PROBLEM TO WORK ON: List each line in the records below that contains the string "nose". Case matters.

[MATERIAL SUPPLIED start]

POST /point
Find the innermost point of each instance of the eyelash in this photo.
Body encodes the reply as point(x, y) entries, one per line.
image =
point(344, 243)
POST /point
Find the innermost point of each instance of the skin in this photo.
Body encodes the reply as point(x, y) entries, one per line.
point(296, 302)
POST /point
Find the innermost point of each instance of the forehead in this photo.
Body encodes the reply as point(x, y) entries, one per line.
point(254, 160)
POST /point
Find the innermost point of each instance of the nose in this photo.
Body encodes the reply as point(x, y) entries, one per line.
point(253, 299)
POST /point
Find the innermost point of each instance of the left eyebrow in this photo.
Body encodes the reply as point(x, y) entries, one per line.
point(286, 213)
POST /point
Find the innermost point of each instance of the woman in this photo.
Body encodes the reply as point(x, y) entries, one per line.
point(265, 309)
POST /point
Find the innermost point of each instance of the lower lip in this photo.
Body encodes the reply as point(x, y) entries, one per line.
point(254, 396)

[MATERIAL SUPPLIED end]
[MATERIAL SUPPLIED start]

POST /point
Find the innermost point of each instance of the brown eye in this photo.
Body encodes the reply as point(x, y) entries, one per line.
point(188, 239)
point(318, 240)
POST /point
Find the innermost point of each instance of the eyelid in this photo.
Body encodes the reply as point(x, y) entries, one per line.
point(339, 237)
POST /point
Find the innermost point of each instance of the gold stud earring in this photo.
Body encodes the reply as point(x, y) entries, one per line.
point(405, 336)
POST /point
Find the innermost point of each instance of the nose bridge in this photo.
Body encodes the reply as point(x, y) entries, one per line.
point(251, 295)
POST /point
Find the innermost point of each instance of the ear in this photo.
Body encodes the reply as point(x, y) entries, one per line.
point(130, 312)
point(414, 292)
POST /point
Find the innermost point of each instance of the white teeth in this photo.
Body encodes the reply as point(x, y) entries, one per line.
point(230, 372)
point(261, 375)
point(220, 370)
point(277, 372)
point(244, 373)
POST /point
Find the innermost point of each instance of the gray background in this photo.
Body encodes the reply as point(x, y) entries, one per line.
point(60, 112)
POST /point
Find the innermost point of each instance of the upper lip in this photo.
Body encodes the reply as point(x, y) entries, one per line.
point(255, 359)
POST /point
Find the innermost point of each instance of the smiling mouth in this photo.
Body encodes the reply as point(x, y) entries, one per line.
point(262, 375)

[MATERIAL SUPPLIED end]

ANSWER TO THE TASK:
Find the innermost point of each instance of the nose in this photo.
Find the innermost point of each instance of the nose bridge in this photo.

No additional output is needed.